Finn Strivens: ‘We are building a community of practice of youth-centred projects globally’

2022.09.07

Finn is a designer and foresight practitioner with a drive to enable people to shape their collective futures. He creates tangible tools, experiences and participatory foresight processes that help people to imagine and implement their visions of a better future.

Finn is the creative lead on SOIF’s National Strategy for the Next Generation programme, is an NGFP fellow, and the inaugural winner of the NGFP Walkabout Prize where he is using social media to engage young people to think about the future.

Finn is also a visiting lecturer in Global Innovation Design at Imperial College London and is founder of Futurall, a design studio specialising in producing design led participatory futures engagements. He is also a regular public speaker at foresight conferences such as Primer, Futures Festival, and the Global Foresight Summit.

Can you describe your project, “Tomorrowlands”?
:::::
• Given instruction 1
Decide whether each statement agrees with the profile of Finn Strivens, answering yes or no and quoting the deciding words: (a) Finn teaches Global Innovation Design at Imperial College London as a visiting lecturer. (b) Finn was the second person to win the NGFP Walkabout Prize. (c) Futurall is a research institute.
• Given instruction 2
Please state which programme Finn is the creative lead on, according to the profile of Finn Strivens.

• Data provided
:::::
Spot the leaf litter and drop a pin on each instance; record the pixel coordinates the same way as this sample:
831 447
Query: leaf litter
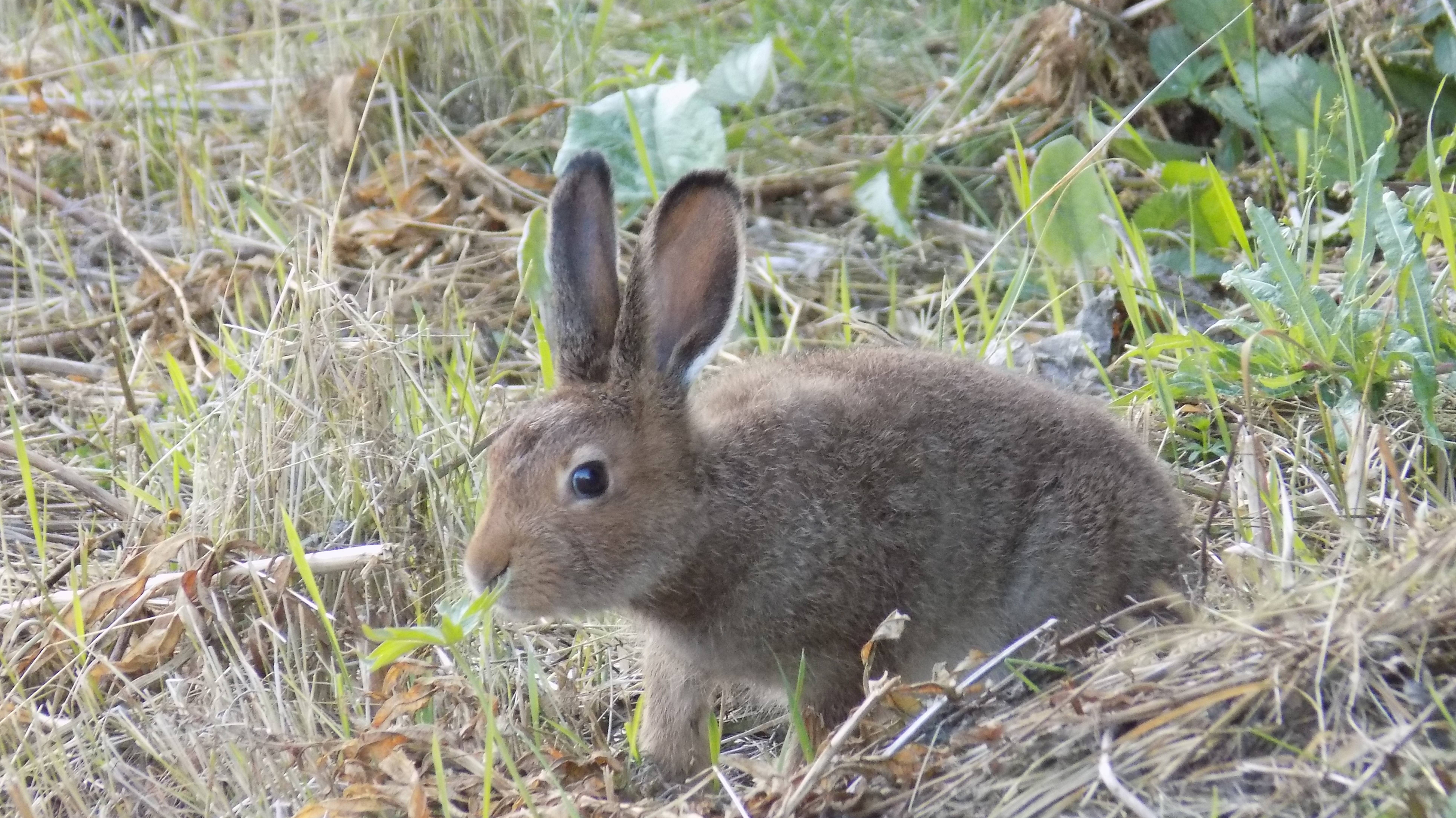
:::::
• Exercise result 1
(a) Yes: "Finn is also a visiting lecturer in Global Innovation Design at Imperial College London"
(b) No: "the inaugural winner of the NGFP Walkabout Prize"
(c) No: "a design studio specialising in producing design led participatory futures engagements"

• Exercise result 2
SOIF’s National Strategy for the Next Generation programme.